■ **Exercise prompt**
Every line in the data below from the one containing "Target: palm tree" down to the one containing "Target: turquoise ocean water", both included, must be retyped exactly; no other line is to appear.

■ **Data supplied**

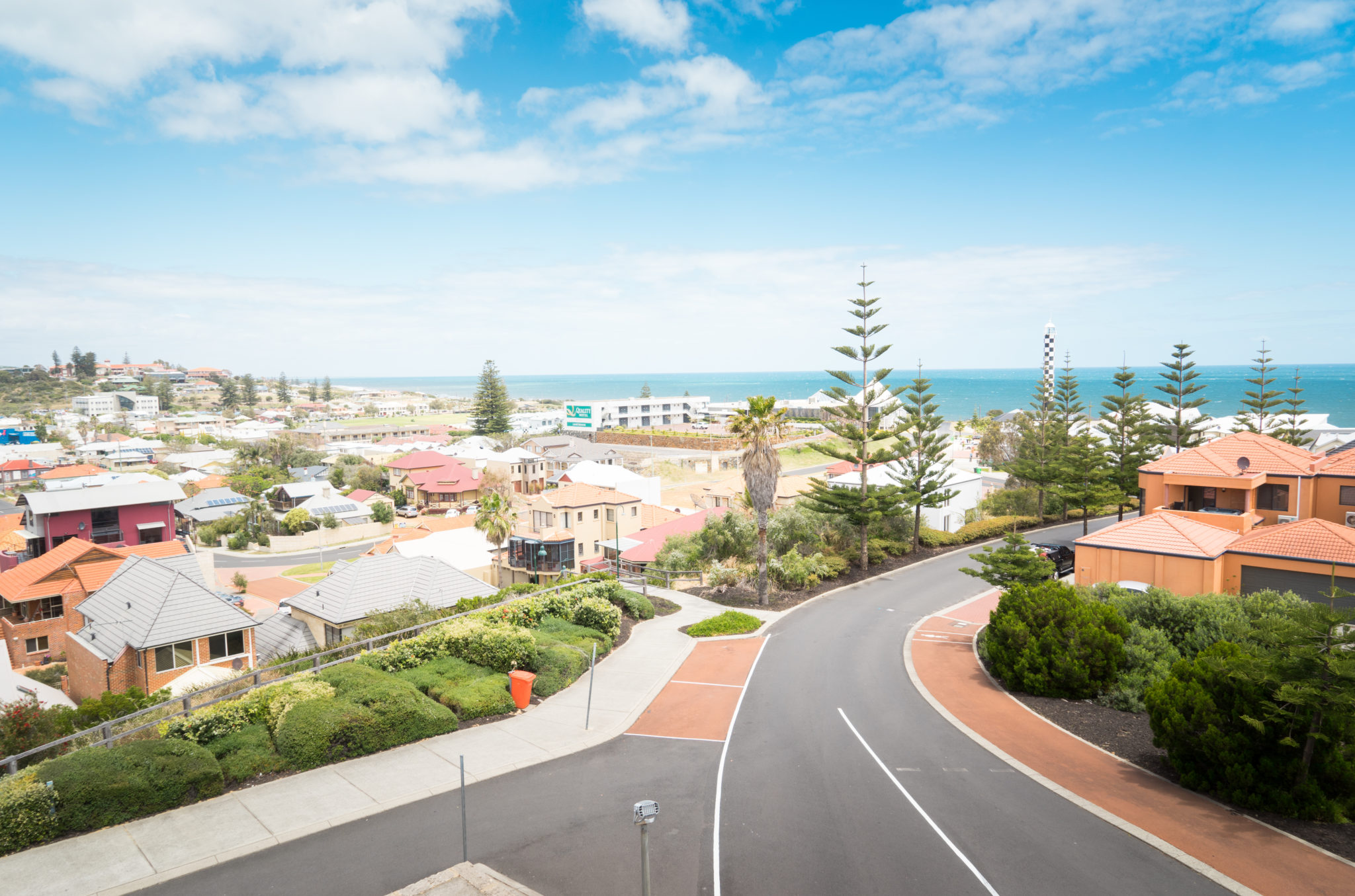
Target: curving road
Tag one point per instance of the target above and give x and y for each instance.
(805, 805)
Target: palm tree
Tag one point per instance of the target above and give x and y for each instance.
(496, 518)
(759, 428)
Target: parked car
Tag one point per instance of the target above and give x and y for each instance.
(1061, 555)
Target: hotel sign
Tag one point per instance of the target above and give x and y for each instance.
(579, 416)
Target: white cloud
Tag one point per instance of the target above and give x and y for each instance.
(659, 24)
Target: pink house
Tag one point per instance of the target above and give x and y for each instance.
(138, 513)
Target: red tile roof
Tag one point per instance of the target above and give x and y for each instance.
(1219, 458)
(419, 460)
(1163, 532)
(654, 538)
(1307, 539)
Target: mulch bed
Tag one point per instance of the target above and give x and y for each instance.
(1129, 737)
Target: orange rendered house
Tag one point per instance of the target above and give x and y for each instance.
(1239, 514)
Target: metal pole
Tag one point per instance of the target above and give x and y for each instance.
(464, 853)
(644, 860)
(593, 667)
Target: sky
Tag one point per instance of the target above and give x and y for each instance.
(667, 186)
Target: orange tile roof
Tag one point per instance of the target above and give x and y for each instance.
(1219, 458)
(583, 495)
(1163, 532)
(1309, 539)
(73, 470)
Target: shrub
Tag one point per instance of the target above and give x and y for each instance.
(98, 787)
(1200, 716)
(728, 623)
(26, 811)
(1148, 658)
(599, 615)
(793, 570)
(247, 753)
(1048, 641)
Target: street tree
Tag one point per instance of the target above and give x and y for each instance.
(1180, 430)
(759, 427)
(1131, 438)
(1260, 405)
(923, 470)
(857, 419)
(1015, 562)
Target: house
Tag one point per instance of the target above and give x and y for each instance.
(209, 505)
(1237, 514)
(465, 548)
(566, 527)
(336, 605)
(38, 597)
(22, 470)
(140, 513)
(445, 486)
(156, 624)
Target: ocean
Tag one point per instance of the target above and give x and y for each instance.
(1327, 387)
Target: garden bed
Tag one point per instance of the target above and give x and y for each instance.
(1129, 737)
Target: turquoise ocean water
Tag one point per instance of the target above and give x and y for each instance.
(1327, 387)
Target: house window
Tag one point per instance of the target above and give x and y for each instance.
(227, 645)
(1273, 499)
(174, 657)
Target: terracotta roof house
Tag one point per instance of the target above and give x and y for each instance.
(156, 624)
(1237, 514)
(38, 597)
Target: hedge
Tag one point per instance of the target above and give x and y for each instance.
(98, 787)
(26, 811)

■ **Result of the task**
Target: palm tree
Tag one point per instance of the target above and give x and y for each instance.
(496, 518)
(759, 428)
Target: parked car
Tag one point per instance of the target above and give x and y for each instance.
(1061, 555)
Target: hotel sign
Tag one point per instance of the target above and give x and y for each instance.
(579, 416)
Target: white cloud
Tag one point per instance of the target above and give x and y for each instance.
(659, 24)
Target: pink house
Tag one point per instance of the target above and give x and y for each instance.
(138, 513)
Target: red tile roof
Tag one point per instance of the target above and give x and y for each instance.
(1219, 458)
(419, 460)
(1163, 532)
(654, 538)
(1307, 539)
Target: mulch bed
Tag one point per instance of the target above and give x and y for each instance.
(1129, 737)
Target: orange rendered house
Tag one point per instance of the target above and give x and y for each instance.
(1239, 514)
Target: metal pole
Tag one point per instance of the target above and give x and y for each instance.
(464, 853)
(644, 860)
(593, 667)
Target: sky
Tag one point per instance of the target above and give x and y for each instance.
(667, 186)
Target: orange tile roof
Tag one point per instance of the target above and give x and y for each instance.
(1219, 458)
(583, 495)
(1163, 532)
(1309, 539)
(73, 470)
Target: shrub
Tag one point per instance of the target above and give x and y for each instance.
(98, 787)
(1200, 716)
(728, 623)
(26, 811)
(1148, 658)
(599, 615)
(793, 570)
(247, 753)
(1048, 641)
Target: street tree
Tag one point per instance of the target above and give x and y for each instance.
(1180, 430)
(759, 427)
(1131, 438)
(1260, 405)
(923, 470)
(857, 419)
(1015, 562)
Target: house
Tag one point per instance of the target above and give x and y for each instance.
(209, 505)
(1237, 514)
(465, 548)
(566, 527)
(336, 605)
(38, 597)
(22, 470)
(140, 513)
(445, 486)
(156, 624)
Target: ocean
Tag one point per instance of the target above and give x and y for each instance.
(1327, 387)
Target: garden bed
Tag one point per instance of the target above and give x and y for each instance.
(1129, 737)
Target: turquoise ocean water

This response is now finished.